◆ TEXT SECTION ◆
SECTION 7 Default Rate. If an Event of Default exists, this Note shall bear interest at the Default Rate, until the earlier of (a) such time as all amounts due hereunder are paid in full or (b) no such Event of Default exists.
SECTION 8 Late Charge. The Borrower agrees to pay to the Holder, on demand, a late charge computed as follows to cover the extra expense involved in handling late payments: The late charge will be equal to five percent (5.0%) of any payment that is not paid within 12 days after it is due. The late charge shall never be less than $10.00 nor more than $250 on each payment. This provision shall not be deemed to excuse a late payment or be deemed a waiver of any other right the Lender may have, including the right to declare the entire unpaid principal and interest immediately due and payable and the right to collect interest on any late payment at the Default Rate.
SECTION 9 Security Documents. This Note with interest is secured by and entitled to the benefits of the Security Documents. Reference to the Security Documents is hereby made for all of the provisions thereof. This Note may be secured by Security Documents that are not described on Exhibit A. This Note shall be secured by all security documents that by their terms secure this Note, whether or not described in Exhibit A, and all such documents shall constitute Security Documents.

◆ WHAT TO WORK ON ◆
a - Return a part of the loan note text word for word, beginning at the words "SECTION 9 Security" and stopping after "constitute Security Documents.".
b - In the records, begin at the first line and stop after the line that has "602,270,613,291". Give those lines back with "person in background" swapped for "person in the background", keep everything else unchanged, and leave the pictures out.
The loan note text and the records below it are separate material.

◆ PROVIDED ENTRIES ◆
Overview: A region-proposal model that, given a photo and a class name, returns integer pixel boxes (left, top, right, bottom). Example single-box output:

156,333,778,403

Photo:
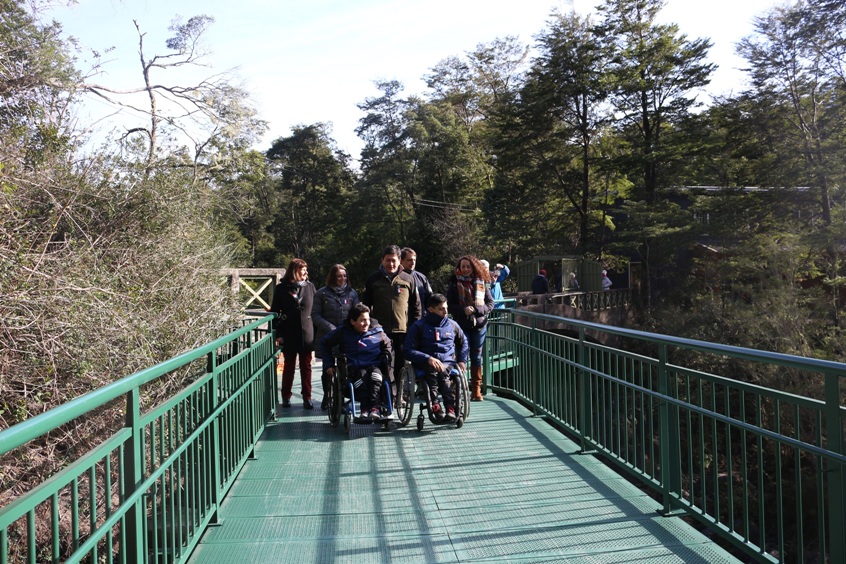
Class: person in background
567,272,579,290
602,270,613,291
270,258,316,409
532,268,549,294
320,303,393,419
446,255,493,401
405,294,470,421
311,264,360,409
361,245,421,384
400,247,432,313
479,259,511,309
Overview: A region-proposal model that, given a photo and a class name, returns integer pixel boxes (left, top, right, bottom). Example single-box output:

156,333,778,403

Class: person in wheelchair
404,294,470,422
320,303,394,419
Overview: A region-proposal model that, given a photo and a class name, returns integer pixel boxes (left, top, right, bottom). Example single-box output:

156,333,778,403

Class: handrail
0,314,276,564
484,309,846,562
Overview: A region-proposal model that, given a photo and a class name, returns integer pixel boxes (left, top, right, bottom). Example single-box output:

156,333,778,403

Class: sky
49,0,777,159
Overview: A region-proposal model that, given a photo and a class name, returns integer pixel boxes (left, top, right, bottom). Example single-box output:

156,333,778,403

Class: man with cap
532,268,549,294
479,259,511,309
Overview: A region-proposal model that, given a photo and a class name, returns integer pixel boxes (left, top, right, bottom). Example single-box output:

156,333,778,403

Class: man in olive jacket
361,245,421,382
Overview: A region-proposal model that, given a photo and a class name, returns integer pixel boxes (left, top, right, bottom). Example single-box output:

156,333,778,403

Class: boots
470,366,485,401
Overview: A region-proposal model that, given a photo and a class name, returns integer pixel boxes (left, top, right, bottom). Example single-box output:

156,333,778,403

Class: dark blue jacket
320,321,394,370
403,311,470,368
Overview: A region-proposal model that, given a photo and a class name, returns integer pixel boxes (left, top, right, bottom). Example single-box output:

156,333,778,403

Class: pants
282,350,314,400
423,371,455,409
349,366,384,413
464,325,488,368
388,333,405,383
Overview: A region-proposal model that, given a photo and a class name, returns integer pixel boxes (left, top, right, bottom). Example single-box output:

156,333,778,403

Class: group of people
270,245,510,421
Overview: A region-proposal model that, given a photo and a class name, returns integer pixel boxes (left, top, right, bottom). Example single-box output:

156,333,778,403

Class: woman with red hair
270,258,315,409
447,255,494,401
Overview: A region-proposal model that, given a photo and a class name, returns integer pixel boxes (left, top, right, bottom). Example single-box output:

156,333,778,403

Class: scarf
379,264,402,282
455,274,485,307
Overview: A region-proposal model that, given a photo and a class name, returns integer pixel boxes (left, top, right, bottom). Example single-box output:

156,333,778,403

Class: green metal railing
508,288,632,311
484,310,846,563
0,316,276,564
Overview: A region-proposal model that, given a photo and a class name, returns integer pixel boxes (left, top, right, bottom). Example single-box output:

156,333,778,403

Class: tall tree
262,123,353,264
596,0,715,201
81,15,267,173
521,12,611,254
356,80,414,245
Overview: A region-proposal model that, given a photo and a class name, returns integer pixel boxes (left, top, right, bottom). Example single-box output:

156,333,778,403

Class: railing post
658,343,681,516
825,374,846,562
123,388,147,562
208,351,223,525
576,327,593,454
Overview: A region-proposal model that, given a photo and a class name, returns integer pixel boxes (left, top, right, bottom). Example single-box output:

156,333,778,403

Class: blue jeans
465,325,488,367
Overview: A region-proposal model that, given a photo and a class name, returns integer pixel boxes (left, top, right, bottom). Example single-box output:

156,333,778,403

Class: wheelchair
324,358,395,435
396,362,470,431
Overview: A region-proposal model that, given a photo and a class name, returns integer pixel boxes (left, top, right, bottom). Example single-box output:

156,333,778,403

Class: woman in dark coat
270,258,315,409
447,256,494,401
311,264,359,409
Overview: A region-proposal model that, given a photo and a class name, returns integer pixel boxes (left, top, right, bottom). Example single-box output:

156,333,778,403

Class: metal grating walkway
190,367,738,564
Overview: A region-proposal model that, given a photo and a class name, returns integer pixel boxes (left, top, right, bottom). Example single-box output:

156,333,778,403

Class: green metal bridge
0,310,846,563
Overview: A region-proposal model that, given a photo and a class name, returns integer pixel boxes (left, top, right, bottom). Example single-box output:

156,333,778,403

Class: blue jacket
403,311,470,368
491,264,511,309
320,322,394,370
311,285,359,346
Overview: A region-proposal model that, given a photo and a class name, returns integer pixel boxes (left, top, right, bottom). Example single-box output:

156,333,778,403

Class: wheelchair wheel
455,374,470,424
394,364,414,427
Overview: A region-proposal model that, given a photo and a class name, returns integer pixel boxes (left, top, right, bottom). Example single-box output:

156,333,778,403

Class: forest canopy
0,0,846,427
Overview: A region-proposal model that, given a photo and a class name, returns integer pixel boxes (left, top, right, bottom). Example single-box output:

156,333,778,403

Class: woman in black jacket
270,258,315,409
311,264,359,409
447,256,494,401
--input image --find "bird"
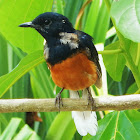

◆ SET OF ANSWERS ◆
a -
SECTION 9 Security Documents. This Note with interest is secured by and entitled to the benefits of the Security Documents. Reference to the Security Documents is hereby made for all of the provisions thereof. This Note may be secured by Security Documents that are not described on Exhibit A. This Note shall be secured by all security documents that by their terms secure this Note, whether or not described in Exhibit A, and all such documents shall constitute Security Documents.

b -
Overview: A region-proposal model that, given a photo and a class name, returns integer pixel boxes (left, top, right, bottom). Example single-box output:

156,333,778,403

Photo:
Class: person in the background
567,272,579,290
602,270,613,291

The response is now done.